→ **Problem to work on**: Turn all of the rows below into a numbered list, leaving out any blank lines.

Coordinate annotation entries:

— begin —

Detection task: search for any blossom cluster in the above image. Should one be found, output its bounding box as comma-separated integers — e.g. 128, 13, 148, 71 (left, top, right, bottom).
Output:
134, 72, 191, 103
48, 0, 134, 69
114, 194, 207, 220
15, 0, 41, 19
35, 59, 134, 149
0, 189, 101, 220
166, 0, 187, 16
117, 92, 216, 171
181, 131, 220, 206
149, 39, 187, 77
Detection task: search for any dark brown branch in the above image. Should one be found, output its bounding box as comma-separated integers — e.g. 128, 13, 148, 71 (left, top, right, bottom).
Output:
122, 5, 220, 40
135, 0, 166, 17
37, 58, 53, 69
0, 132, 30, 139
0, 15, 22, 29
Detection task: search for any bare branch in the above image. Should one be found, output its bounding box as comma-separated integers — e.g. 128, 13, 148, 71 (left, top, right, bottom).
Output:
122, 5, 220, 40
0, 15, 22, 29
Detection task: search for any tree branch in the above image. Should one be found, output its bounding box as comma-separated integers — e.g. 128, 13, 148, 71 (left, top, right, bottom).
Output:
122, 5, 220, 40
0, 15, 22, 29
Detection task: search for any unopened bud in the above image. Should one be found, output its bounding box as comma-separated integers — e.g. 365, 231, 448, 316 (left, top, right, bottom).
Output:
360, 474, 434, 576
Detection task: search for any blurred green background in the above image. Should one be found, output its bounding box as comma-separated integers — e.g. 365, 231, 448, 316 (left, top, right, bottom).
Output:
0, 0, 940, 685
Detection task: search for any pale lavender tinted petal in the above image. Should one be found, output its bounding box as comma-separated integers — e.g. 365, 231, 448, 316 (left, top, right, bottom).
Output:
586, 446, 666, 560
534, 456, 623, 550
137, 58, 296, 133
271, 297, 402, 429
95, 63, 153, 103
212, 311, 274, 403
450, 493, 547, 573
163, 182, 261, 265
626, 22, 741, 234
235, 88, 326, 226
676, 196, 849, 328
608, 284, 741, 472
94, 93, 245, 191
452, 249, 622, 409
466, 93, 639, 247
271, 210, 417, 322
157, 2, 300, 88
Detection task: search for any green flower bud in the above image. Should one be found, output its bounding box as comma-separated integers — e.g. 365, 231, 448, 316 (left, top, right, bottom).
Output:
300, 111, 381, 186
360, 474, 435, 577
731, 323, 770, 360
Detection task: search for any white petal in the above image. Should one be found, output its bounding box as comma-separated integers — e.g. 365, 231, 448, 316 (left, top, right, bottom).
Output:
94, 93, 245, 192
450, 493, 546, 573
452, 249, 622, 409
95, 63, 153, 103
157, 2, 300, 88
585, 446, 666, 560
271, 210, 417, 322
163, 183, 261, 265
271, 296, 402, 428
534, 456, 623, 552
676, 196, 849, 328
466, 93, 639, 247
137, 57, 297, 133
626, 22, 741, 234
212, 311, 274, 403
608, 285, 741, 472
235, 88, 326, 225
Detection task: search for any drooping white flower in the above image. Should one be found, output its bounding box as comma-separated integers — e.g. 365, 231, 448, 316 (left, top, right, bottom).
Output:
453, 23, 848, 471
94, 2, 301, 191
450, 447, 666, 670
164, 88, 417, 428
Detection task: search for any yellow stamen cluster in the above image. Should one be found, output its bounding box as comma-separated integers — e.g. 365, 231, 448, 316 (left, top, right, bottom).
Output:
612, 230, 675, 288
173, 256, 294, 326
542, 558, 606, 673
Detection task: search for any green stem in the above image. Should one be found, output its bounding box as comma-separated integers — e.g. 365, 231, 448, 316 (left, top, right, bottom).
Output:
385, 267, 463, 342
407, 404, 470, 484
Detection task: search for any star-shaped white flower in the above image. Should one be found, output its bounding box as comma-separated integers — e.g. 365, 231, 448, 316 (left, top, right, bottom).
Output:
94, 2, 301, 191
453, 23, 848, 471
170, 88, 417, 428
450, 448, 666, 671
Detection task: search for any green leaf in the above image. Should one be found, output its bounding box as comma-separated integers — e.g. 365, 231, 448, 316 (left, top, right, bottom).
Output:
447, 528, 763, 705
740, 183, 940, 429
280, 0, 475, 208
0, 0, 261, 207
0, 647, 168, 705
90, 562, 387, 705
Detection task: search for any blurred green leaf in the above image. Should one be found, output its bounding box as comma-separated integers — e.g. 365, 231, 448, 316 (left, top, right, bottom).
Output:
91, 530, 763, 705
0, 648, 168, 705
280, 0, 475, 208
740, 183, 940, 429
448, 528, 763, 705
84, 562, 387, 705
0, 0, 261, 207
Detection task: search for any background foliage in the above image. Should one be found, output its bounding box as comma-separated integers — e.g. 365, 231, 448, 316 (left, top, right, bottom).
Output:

— end —

→ **Worked answer**:
1. Detection task: search for any blossom cluster in the above image. Should one be found, output its bounding box as comma-separated integers — e.g. 128, 13, 148, 71 (left, top, right, bottom).
2. Output:
3. 134, 72, 191, 103
4. 48, 0, 134, 69
5. 114, 194, 207, 220
6. 15, 0, 41, 19
7. 35, 59, 134, 149
8. 0, 189, 101, 220
9. 166, 0, 187, 16
10. 117, 92, 216, 171
11. 181, 131, 220, 206
12. 149, 39, 187, 77
13. Detection task: search for any dark brown branch in the above image. Should one be found, output its bounding box as comma-separated integers — e.g. 128, 13, 148, 71 (left, top, right, bottom).
14. Output:
15. 122, 5, 220, 40
16. 135, 0, 166, 17
17. 37, 58, 53, 69
18. 0, 132, 30, 139
19. 0, 15, 22, 29
20. Detection task: search for any bare branch in the above image. Should one be found, output its bounding box as comma-separated integers — e.g. 128, 13, 148, 71 (left, top, right, bottom).
21. Output:
22. 122, 5, 220, 40
23. 0, 15, 22, 29
24. Detection task: search for any tree branch in the above image. Should one be found, output its bounding box as comma-separated integers — e.g. 128, 13, 148, 71 (left, top, right, bottom).
25. Output:
26. 122, 5, 220, 40
27. 0, 15, 22, 29
28. Detection task: search for any unopened bud in the above image. Should one be found, output its bounding box as comma-separated integers — e.g. 365, 231, 448, 316 (left, top, right, bottom).
29. Output:
30. 360, 474, 434, 576
31. Detection task: search for any blurred green background in the above image. Should one be found, output its bounding box as comma-separated integers — e.g. 365, 231, 448, 316 (left, top, right, bottom).
32. Output:
33. 0, 0, 940, 685
34. Detection task: search for any pale lavender tinted petal in the above image. Should one be found, output its bounding box as comma-separated integers — e.g. 365, 231, 448, 316 (left, top, right, bottom).
35. Output:
36. 586, 446, 666, 560
37. 534, 456, 623, 550
38. 137, 58, 296, 133
39. 271, 297, 402, 429
40. 95, 63, 153, 103
41. 212, 311, 274, 403
42. 450, 493, 547, 573
43. 163, 182, 261, 265
44. 626, 22, 741, 234
45. 235, 88, 326, 226
46. 676, 196, 849, 328
47. 608, 284, 741, 472
48. 94, 93, 245, 191
49. 452, 249, 622, 409
50. 466, 93, 639, 247
51. 271, 210, 417, 322
52. 157, 2, 300, 88
53. Detection task: search for any green flower bud in the above image. Should one be found, output its bounding box as comma-separated integers — e.g. 365, 231, 448, 316 (left, top, right, bottom).
54. Output:
55. 300, 111, 381, 186
56. 360, 474, 435, 577
57. 731, 323, 770, 360
58. Detection task: search for any white petal in the above image. Should one be found, output its bounding box as comma-separated integers — e.g. 365, 231, 448, 316 (left, top, right, bottom).
59. Output:
60. 94, 93, 245, 192
61. 450, 493, 546, 573
62. 452, 249, 622, 409
63. 95, 63, 153, 103
64. 157, 2, 300, 88
65. 585, 446, 666, 560
66. 271, 210, 417, 322
67. 163, 183, 261, 265
68. 271, 296, 402, 428
69. 534, 456, 623, 552
70. 676, 196, 849, 328
71. 466, 93, 639, 247
72. 137, 57, 297, 133
73. 626, 22, 741, 234
74. 212, 311, 274, 403
75. 608, 285, 741, 472
76. 235, 88, 326, 225
77. Detection task: search for any drooping white flower in the above image. Should one be found, output its bounding box as comma-separated integers — e.g. 365, 231, 448, 316 (left, top, right, bottom).
78. Output:
79. 453, 23, 848, 471
80. 94, 2, 301, 191
81. 450, 447, 666, 670
82. 164, 88, 417, 428
83. Detection task: search for any yellow stamen cluster in the above image. Should one be found, output its bounding box as comma-separated integers — e.g. 365, 231, 448, 316 (left, top, right, bottom).
84. Output:
85. 612, 230, 675, 288
86. 173, 256, 294, 326
87. 542, 558, 606, 673
88. Detection task: search for any green stem in the above image. Should one be found, output its bounding box as comma-separated integers — e.g. 365, 231, 448, 316 (left, top, right, bottom).
89. Output:
90. 385, 267, 463, 342
91. 407, 404, 470, 484
92. Detection task: search for any star-shaped white flower in the above image. Should one be found, output its bounding box as comma-separated integers — e.g. 365, 231, 448, 316 (left, top, right, bottom).
93. Output:
94. 94, 2, 301, 191
95. 453, 23, 848, 471
96. 170, 88, 417, 428
97. 450, 448, 666, 671
98. Detection task: search for any green leaf in the above image. Should one be found, output its bounding box as comma-separated integers — e.g. 365, 231, 448, 316 (left, top, right, bottom).
99. Output:
100. 447, 528, 763, 705
101. 740, 183, 940, 429
102. 280, 0, 475, 208
103. 0, 0, 261, 207
104. 0, 647, 168, 705
105. 90, 562, 387, 705
106. Detection task: search for any blurred green leaf in the above image. Should one be found, output its bounding box as comma-separated integers — e.g. 365, 231, 448, 316 (left, top, right, bottom).
107. Output:
108. 91, 530, 763, 705
109. 0, 648, 168, 705
110. 280, 0, 475, 208
111. 740, 183, 940, 429
112. 448, 528, 763, 705
113. 84, 562, 387, 705
114. 0, 0, 261, 207
115. Detection task: search for any background foliage in the above image. Should one be found, output its bounding box as comma-separated integers — e.g. 365, 231, 448, 316 (left, top, right, bottom).
116. Output:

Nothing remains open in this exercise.